[Exercise] Your answer is the lines below, exactly, from the one that contains "-- locate the basketball and" through the one that contains "-- locate the blue", both included.

[Input data]
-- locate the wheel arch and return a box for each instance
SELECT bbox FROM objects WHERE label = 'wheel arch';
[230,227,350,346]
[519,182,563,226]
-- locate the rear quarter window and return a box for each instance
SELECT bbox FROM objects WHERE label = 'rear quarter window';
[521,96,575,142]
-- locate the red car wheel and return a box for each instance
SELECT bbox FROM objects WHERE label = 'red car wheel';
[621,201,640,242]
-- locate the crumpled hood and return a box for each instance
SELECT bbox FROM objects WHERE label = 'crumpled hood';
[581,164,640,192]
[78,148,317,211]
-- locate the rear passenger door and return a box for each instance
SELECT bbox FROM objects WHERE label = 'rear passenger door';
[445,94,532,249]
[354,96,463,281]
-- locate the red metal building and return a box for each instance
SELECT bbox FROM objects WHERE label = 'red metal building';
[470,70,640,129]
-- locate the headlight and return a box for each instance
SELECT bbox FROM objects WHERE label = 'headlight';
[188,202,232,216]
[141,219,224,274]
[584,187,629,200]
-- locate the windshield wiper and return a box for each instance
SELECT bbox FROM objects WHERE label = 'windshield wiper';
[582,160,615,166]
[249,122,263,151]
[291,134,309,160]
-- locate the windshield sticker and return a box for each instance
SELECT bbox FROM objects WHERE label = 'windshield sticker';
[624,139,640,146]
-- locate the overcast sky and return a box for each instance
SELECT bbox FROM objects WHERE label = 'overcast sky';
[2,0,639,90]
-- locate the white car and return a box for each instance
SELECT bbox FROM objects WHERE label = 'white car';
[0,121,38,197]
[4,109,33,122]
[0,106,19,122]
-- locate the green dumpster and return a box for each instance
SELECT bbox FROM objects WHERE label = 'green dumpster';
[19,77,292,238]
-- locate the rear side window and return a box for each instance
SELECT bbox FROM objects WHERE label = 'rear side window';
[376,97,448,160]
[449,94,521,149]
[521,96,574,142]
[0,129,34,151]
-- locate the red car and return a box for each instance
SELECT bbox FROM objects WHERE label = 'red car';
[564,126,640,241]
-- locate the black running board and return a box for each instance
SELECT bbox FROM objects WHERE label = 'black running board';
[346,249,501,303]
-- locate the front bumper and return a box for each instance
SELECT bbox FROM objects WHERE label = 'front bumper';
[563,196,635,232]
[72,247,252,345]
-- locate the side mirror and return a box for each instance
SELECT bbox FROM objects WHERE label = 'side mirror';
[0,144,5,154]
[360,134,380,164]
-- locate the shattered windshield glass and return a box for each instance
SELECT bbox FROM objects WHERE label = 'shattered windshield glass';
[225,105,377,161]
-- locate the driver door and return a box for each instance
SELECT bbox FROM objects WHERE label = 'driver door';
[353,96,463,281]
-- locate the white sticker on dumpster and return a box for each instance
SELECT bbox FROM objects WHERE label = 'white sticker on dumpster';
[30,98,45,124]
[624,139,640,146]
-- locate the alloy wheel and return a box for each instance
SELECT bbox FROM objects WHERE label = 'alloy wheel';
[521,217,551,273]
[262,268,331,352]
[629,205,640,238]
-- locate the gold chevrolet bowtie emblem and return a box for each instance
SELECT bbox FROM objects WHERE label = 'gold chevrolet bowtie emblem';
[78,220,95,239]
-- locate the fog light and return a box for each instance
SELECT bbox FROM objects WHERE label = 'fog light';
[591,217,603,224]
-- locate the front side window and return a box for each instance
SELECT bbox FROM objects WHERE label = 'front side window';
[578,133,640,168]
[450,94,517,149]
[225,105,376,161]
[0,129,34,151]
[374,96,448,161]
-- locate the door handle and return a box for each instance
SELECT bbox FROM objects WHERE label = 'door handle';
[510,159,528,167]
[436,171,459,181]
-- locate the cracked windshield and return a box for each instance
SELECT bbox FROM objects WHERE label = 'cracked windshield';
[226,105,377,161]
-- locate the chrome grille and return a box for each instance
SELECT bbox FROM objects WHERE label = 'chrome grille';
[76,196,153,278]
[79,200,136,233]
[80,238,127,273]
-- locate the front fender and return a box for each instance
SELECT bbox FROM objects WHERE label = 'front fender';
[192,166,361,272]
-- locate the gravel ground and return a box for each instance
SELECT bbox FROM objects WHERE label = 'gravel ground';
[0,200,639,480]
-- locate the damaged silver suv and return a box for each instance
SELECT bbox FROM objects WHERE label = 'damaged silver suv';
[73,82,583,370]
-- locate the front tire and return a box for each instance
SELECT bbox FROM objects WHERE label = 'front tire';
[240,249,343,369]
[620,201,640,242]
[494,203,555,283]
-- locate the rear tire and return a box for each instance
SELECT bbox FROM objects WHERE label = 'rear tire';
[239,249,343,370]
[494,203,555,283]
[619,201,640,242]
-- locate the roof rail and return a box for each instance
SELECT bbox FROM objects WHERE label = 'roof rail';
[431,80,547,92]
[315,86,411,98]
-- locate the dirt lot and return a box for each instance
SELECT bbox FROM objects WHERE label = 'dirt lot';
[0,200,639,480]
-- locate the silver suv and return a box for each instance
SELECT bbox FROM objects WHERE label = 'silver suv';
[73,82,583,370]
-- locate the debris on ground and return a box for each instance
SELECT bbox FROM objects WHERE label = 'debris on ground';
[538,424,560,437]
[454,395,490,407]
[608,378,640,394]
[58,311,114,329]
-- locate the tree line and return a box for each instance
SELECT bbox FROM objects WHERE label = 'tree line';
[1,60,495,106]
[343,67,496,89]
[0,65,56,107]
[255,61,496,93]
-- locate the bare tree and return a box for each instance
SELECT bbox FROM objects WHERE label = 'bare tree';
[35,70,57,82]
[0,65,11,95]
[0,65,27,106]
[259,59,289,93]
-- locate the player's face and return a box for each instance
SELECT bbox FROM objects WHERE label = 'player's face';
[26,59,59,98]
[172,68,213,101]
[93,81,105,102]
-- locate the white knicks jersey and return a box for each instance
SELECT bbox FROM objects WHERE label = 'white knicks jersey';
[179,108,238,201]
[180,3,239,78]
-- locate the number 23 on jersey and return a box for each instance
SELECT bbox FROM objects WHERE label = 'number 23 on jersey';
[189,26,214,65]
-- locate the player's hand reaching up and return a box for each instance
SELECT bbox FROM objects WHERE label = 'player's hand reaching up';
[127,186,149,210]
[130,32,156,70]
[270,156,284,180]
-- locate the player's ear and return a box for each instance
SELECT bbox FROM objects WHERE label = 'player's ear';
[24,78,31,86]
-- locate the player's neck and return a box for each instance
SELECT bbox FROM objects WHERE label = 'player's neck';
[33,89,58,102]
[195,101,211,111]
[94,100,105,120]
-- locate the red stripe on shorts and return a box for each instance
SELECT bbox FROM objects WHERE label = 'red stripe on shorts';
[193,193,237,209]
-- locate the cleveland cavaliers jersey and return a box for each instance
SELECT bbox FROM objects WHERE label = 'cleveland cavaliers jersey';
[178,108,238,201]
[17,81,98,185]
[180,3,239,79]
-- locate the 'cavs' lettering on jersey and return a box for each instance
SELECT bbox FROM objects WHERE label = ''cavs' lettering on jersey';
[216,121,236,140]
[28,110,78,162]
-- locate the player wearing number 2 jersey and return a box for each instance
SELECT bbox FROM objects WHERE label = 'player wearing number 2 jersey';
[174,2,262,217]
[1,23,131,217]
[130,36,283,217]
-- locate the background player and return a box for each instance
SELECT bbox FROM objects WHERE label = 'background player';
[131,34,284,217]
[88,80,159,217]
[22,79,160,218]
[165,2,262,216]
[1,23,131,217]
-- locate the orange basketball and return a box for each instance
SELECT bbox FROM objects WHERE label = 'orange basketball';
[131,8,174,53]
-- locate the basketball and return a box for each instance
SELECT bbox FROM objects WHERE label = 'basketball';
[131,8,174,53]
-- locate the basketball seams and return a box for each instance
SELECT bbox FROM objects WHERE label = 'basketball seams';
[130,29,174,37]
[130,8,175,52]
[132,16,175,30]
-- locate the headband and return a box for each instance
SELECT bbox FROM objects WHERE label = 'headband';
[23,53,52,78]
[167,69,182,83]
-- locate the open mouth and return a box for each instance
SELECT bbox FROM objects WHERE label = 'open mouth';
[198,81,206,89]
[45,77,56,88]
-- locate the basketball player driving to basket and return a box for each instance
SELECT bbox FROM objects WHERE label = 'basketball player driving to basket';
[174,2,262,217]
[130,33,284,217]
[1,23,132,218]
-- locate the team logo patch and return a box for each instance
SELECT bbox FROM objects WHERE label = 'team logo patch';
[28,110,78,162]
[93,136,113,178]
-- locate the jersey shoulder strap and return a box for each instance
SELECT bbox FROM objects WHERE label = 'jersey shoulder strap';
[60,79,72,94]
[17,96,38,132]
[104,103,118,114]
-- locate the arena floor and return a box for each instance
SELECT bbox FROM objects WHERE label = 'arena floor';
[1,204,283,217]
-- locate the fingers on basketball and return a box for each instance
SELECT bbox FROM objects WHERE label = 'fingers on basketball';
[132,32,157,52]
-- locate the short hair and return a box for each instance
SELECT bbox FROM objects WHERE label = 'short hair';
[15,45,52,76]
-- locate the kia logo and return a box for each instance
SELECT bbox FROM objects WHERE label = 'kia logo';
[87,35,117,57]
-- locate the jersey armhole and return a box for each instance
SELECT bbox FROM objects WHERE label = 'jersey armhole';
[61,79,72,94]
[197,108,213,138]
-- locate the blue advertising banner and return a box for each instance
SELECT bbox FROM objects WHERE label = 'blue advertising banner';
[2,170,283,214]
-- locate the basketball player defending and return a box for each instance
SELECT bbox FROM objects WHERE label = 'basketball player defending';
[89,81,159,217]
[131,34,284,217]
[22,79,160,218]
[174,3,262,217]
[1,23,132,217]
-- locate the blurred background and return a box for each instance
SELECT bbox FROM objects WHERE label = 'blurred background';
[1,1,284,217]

[Answer section]
-- locate the basketball and return a box for each instance
SELECT bbox FROM objects WHERE label = 'basketball';
[131,8,174,53]
-- locate the basketball seams and return a box for each instance
SELECT bbox FROM objects WHERE label = 'basketball seams';
[130,29,174,37]
[130,8,175,52]
[132,16,175,30]
-- locate the headband and return a box for each instance
SELECT bbox FROM objects WHERE label = 'headband';
[23,53,52,78]
[167,69,182,83]
-- locate the open mouth and return a box for each instance
SELECT bbox FROM objects WHERE label = 'open mouth';
[198,81,206,89]
[45,77,56,88]
-- locate the basketball player driving to basket and return a box for each instance
SELECT bbox FROM objects WHERE label = 'basketball player driving to basket';
[174,2,262,217]
[130,33,284,217]
[1,23,132,218]
-- locate the team logo patch and return a box for each instance
SELECT bbox FROM objects WHERE label = 'team logo patch';
[28,110,78,162]
[93,136,113,178]
-- locate the jersey shoulder strap and return a box for each instance
SELECT bbox FROM objects WHERE label = 'jersey shoulder strap';
[60,79,72,94]
[17,96,38,132]
[104,103,118,114]
-- locate the arena floor and return a box for each instance
SELECT bbox FROM objects WHERE label = 'arena floor';
[1,204,283,217]
-- locate the fingers on basketball and return a box for each instance
SELECT bbox FROM objects WHERE label = 'fingers on basketball';
[132,32,157,52]
-- locate the short hair and return a box for each instance
SELECT bbox FROM objects WHERE label = 'short hair';
[15,45,52,76]
-- locate the kia logo and return a box for each instance
SELECT bbox FROM objects WHERE label = 'kia logo';
[87,35,117,57]
-- locate the jersey armhole and return a box for each instance
SELECT bbox FROM objects WHERE label = 'jersey armhole';
[61,79,72,94]
[197,108,213,138]
-- locate the blue advertising banner and return a box for each instance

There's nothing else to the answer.